**What this task involves**
Retype without alteration the lines of the records below, beginning with the line that contains "Where can you see the scotiabank" and continuing through the line that contains "point(218, 148)", both included, and nothing else.

───── Records provided

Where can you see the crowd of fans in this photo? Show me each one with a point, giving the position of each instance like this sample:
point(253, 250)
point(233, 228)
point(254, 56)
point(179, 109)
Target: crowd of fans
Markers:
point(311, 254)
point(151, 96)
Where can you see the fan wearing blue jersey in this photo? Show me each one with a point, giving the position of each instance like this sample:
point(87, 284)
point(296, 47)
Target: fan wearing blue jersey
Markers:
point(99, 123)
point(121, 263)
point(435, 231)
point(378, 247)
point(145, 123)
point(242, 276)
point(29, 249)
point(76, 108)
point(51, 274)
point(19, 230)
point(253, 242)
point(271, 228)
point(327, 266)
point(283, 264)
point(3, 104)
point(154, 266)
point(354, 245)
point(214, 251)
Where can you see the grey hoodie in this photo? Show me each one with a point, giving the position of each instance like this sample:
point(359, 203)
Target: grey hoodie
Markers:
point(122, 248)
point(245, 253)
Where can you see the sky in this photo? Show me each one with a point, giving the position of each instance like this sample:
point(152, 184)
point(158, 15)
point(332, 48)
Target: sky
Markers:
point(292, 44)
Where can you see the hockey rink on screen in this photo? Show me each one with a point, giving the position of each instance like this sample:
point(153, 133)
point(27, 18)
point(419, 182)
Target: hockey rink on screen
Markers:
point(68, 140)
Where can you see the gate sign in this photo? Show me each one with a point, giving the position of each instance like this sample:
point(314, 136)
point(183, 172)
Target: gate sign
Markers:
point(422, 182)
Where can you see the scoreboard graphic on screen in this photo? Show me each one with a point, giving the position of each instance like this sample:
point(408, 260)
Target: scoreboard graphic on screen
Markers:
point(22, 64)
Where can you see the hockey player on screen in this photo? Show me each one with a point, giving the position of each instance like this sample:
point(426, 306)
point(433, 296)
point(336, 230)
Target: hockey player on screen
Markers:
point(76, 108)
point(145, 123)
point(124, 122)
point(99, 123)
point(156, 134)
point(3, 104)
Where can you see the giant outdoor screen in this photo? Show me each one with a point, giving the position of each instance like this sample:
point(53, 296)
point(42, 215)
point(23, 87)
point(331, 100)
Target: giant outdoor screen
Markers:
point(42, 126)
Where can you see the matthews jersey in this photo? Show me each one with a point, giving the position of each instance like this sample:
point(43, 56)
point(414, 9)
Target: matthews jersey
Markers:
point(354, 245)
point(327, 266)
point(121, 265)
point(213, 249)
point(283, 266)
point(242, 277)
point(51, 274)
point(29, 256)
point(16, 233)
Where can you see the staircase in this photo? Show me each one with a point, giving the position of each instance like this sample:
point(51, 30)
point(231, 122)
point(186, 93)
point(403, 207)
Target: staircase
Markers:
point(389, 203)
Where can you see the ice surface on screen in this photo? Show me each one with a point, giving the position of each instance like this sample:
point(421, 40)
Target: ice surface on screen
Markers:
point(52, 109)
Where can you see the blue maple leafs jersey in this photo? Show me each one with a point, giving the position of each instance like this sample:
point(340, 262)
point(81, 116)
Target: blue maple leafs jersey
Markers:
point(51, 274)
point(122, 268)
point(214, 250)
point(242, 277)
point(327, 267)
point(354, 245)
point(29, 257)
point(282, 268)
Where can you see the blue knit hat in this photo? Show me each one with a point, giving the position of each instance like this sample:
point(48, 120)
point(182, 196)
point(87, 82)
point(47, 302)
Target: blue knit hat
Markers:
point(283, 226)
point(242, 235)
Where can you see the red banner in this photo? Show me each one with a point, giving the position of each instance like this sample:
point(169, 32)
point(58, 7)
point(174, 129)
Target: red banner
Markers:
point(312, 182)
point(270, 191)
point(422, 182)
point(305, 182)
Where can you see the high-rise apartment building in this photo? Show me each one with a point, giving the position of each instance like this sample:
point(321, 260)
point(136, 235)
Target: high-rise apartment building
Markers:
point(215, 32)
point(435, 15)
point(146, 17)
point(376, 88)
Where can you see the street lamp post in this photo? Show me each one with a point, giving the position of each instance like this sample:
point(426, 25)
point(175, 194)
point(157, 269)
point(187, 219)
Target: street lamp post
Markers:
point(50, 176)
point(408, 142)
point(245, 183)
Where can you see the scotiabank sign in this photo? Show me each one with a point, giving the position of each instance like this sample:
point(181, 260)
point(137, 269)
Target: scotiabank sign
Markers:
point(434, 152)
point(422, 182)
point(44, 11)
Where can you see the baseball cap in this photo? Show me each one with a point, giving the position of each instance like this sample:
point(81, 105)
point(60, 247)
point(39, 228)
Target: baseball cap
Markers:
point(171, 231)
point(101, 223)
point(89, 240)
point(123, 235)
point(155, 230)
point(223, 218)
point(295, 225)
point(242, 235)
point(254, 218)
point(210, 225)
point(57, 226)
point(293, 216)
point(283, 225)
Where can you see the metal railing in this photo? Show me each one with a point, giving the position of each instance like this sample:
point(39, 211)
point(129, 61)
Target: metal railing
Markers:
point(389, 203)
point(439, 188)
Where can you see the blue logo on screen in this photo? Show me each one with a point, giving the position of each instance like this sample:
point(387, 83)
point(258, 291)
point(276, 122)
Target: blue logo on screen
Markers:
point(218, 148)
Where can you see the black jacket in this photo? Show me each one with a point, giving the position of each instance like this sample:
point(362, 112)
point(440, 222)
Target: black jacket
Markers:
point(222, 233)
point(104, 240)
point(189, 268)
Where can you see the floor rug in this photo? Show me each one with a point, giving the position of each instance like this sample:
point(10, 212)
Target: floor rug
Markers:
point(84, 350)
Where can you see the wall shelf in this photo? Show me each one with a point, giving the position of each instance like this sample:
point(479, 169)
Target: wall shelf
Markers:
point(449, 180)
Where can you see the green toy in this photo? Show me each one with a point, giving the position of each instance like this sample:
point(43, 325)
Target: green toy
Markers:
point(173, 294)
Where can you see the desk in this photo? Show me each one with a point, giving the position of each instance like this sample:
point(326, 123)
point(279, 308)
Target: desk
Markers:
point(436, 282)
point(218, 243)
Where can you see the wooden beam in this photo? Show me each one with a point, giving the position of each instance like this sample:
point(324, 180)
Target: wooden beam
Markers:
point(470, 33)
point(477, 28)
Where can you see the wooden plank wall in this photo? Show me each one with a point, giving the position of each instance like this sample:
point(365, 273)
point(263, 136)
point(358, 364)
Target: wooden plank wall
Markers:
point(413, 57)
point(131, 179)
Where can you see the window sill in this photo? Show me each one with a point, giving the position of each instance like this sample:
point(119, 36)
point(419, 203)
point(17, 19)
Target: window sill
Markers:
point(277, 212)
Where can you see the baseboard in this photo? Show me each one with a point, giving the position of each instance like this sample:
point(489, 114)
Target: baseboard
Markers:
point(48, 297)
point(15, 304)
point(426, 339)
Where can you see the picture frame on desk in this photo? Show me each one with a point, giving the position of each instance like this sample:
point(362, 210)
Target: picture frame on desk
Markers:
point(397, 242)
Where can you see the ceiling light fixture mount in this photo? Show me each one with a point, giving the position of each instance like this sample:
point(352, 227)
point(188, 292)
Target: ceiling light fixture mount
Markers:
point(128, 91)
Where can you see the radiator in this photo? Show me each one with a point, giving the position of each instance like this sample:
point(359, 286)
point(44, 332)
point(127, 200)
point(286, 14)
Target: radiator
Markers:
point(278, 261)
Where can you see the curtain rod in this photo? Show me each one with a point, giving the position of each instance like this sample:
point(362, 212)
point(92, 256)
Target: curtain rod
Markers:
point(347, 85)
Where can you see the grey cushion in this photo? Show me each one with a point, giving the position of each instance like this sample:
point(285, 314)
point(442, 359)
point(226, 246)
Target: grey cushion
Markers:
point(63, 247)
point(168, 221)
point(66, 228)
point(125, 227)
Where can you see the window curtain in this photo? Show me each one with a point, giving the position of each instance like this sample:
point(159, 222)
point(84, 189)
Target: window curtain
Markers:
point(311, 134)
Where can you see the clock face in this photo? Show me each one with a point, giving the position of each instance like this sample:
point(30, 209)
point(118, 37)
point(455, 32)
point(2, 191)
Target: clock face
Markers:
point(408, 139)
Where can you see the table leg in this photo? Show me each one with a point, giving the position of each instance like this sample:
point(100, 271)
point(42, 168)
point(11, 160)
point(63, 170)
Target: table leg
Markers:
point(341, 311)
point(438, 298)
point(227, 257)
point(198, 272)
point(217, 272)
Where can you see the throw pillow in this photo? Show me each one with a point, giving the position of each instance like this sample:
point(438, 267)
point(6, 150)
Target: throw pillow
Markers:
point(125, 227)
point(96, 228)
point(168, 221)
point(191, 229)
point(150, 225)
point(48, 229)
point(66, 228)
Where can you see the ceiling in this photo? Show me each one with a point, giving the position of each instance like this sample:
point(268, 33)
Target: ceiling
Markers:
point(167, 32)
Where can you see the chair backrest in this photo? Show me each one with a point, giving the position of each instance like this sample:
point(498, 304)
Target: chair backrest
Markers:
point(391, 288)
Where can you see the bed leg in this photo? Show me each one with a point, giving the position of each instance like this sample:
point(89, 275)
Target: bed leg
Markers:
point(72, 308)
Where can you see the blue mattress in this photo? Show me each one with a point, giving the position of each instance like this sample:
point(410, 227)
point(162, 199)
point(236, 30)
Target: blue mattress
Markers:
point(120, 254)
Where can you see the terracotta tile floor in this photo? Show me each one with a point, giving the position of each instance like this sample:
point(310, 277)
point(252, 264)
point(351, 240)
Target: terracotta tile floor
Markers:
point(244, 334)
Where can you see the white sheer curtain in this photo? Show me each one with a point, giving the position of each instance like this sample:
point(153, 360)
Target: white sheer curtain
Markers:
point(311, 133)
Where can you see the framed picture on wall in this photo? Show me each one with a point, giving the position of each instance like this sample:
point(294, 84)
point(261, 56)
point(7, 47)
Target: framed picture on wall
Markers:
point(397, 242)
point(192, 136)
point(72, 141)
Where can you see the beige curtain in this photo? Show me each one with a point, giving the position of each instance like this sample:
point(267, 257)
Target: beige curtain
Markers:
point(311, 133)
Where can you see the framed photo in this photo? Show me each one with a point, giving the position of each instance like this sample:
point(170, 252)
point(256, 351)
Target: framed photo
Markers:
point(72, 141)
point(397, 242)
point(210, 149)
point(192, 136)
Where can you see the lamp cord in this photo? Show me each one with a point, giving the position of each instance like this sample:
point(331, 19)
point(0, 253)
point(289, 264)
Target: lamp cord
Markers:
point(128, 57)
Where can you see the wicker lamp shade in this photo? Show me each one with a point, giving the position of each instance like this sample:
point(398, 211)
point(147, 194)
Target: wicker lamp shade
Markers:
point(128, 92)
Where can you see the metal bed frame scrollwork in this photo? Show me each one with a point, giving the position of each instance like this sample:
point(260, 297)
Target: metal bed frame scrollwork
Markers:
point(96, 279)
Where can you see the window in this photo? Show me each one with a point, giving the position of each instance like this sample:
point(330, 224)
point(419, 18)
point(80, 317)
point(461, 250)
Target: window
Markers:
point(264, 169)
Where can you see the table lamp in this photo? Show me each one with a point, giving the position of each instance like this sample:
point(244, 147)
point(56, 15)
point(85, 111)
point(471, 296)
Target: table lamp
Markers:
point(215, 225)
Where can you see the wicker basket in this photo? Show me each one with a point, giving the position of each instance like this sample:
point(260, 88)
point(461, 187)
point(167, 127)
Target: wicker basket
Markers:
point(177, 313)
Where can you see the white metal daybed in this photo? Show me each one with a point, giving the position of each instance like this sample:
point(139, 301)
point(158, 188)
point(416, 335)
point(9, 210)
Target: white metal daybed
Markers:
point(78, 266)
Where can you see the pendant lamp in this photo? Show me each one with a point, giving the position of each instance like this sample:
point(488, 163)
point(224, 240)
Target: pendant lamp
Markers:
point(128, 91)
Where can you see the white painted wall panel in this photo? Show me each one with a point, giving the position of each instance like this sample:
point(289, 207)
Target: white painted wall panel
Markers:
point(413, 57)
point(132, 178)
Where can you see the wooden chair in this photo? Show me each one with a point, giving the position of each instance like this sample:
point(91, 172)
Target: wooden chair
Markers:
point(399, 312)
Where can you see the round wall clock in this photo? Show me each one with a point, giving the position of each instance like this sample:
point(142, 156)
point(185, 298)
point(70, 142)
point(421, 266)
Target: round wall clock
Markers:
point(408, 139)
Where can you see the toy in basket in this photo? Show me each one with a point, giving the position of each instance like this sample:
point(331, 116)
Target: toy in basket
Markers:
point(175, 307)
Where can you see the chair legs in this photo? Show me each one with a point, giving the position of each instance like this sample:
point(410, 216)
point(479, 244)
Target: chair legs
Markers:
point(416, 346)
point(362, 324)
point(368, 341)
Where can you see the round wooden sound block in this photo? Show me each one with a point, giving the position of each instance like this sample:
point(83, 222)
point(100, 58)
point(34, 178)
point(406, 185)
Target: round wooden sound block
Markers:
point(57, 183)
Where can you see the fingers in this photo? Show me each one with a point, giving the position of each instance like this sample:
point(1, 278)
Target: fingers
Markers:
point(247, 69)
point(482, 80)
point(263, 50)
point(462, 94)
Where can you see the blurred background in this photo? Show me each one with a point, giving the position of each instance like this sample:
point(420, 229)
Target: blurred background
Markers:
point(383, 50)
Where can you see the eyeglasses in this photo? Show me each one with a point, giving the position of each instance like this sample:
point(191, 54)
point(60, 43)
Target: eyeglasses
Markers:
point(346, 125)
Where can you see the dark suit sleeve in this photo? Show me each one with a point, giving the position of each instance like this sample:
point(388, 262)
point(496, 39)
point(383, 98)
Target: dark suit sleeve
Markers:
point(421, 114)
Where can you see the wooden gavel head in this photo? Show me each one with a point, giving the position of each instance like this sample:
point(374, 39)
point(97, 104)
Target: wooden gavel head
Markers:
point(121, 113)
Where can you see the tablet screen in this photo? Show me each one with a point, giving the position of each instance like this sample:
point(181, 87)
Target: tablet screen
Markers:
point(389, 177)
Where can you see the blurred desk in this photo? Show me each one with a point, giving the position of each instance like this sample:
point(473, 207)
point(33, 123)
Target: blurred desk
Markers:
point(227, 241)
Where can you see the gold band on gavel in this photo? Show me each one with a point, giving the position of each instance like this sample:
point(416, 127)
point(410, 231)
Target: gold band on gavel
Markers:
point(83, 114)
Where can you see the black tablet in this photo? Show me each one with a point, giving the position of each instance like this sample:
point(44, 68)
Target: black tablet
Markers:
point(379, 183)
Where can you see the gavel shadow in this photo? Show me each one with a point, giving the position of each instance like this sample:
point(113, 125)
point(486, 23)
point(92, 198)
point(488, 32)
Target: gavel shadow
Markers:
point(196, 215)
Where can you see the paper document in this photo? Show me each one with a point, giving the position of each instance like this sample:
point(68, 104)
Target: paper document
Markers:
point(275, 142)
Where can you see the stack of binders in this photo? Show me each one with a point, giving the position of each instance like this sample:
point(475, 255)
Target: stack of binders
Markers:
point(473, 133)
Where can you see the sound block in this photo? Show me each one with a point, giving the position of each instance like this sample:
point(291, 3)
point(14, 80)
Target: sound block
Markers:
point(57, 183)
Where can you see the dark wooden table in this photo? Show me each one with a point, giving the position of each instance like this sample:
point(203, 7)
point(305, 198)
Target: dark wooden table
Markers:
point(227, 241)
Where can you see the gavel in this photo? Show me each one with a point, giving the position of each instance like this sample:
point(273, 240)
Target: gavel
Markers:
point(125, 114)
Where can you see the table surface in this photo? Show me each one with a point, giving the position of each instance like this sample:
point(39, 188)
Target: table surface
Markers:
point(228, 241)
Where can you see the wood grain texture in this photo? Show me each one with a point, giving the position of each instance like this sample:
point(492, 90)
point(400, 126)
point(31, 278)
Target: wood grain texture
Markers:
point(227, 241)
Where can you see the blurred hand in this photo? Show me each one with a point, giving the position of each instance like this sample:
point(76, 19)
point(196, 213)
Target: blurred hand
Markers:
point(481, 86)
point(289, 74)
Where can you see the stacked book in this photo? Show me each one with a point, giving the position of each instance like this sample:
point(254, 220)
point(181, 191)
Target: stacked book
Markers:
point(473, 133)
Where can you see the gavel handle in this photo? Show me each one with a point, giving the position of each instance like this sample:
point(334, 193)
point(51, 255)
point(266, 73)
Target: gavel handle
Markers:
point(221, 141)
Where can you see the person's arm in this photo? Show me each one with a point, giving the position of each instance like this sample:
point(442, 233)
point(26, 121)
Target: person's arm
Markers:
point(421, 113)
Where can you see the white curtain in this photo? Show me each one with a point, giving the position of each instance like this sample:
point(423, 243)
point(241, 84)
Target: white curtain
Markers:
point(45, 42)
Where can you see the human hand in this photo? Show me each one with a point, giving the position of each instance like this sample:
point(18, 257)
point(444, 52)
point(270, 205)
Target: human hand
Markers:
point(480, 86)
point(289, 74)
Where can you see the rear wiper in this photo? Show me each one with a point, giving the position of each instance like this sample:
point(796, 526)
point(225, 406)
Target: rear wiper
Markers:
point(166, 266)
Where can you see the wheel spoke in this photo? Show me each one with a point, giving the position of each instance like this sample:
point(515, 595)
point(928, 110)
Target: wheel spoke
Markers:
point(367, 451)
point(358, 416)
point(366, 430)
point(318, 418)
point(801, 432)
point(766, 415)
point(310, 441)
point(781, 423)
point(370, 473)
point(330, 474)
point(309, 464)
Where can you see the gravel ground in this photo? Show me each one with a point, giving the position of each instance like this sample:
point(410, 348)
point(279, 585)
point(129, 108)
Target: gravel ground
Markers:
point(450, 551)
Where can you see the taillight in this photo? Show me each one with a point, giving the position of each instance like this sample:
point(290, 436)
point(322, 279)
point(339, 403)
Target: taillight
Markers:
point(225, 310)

──────────

**Response**
Where can you see the scotiabank sign in this photo? Show me each one with a point, giving the position of each instance like this sample:
point(181, 260)
point(137, 269)
Target: scotiabank sign
Markers:
point(434, 152)
point(422, 182)
point(44, 11)
Where can you see the baseball cap in this photo? Show me each one with a point, giving the position of each instance like this sample:
point(81, 105)
point(60, 247)
point(39, 228)
Target: baseball cap
Markers:
point(171, 231)
point(101, 223)
point(89, 240)
point(123, 235)
point(155, 230)
point(223, 218)
point(295, 225)
point(242, 235)
point(254, 218)
point(210, 225)
point(57, 226)
point(293, 216)
point(283, 225)
Where can you see the metal railing in this photo? Show me each one with a point, giving the position of each instance like this sample:
point(39, 211)
point(129, 61)
Target: metal railing
Markers:
point(389, 203)
point(439, 188)
Where can you see the blue logo on screen in this photo? Show me each one with a point, giving the position of each instance like this sample:
point(387, 83)
point(258, 291)
point(276, 122)
Target: blue logo on screen
Markers:
point(218, 148)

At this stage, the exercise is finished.